Location identification entries =>
────────────────────────────────────────

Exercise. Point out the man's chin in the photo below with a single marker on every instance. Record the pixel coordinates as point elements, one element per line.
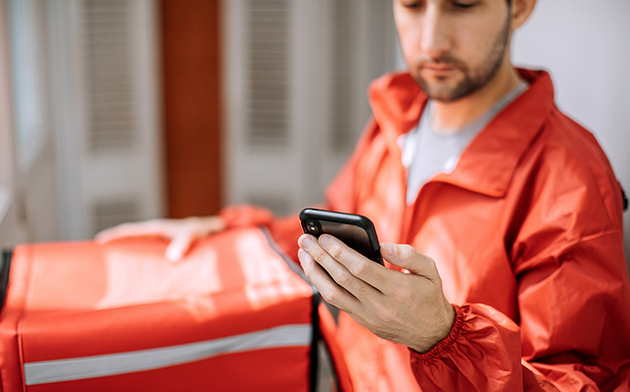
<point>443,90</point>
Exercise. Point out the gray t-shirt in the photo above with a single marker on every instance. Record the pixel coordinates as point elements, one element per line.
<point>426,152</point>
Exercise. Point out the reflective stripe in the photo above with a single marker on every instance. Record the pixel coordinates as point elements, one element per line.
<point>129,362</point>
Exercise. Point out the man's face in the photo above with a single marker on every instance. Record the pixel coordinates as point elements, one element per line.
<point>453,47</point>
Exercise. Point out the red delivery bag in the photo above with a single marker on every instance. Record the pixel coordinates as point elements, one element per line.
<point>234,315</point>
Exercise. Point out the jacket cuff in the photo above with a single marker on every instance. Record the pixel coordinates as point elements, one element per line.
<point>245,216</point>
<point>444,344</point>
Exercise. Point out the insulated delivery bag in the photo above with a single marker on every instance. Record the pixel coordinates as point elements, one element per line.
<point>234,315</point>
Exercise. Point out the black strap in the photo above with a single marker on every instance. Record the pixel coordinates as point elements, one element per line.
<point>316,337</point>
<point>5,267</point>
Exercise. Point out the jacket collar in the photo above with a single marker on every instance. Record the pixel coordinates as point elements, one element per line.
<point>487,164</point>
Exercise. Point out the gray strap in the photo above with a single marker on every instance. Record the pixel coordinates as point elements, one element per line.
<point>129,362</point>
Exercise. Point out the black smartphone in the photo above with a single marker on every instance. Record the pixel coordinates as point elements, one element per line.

────────────────────────────────────────

What is asked => Arrange every line of the rows above as a JSON list of strings, one string per line, omitting blank lines. Leave out the picture.

Solution below =>
[
  "Exercise. Point out the man's chin in the photo below with a single marker on every instance. Record the pixel coordinates as point elements, one element per line.",
  "<point>443,90</point>",
  "Exercise. Point out the gray t-shirt in the photo above with a single marker on every instance. Record the pixel coordinates as point elements, one element per line.",
  "<point>426,152</point>",
  "Exercise. Point out the reflective stripe in the photo above with a single marker on every instance. Record the pixel coordinates as point elements, one element per line.",
  "<point>129,362</point>",
  "Exercise. Point out the man's face in the photo above with a single marker on every instance. Record the pixel coordinates as point elements, one element per line.",
  "<point>453,47</point>",
  "Exercise. Point out the red delivery bag in the photo above with a single marker on every instance. Record the pixel coordinates as point elements, one element per line.",
  "<point>234,315</point>",
  "Exercise. Point out the jacket cuff in the photo above with a single marker on every instance. Record the pixel coordinates as point elements, one element per line.",
  "<point>245,216</point>",
  "<point>444,344</point>",
  "Exercise. Point out the insulated delivery bag in the photo above with a single marker on every instance. Record the pixel coordinates as point elements, one element per line.",
  "<point>234,315</point>",
  "Exercise. Point out the black strap in the photo above with a single marker on every instance. Record the pixel coordinates as point elements, one element per line.",
  "<point>316,337</point>",
  "<point>5,267</point>",
  "Exercise. Point out the jacket collar in the photo above with a single marker on every instance. Record the pixel coordinates as point elements, one element per line.",
  "<point>487,164</point>",
  "Exercise. Point out the gray strap in the photo above with a single marker on every instance. Record the pixel coordinates as point elements, one element per line.",
  "<point>129,362</point>",
  "Exercise. Point out the black smartphone in the photo above with a single marker on every instance. Record the pixel coordinates as point elements, one element per line."
]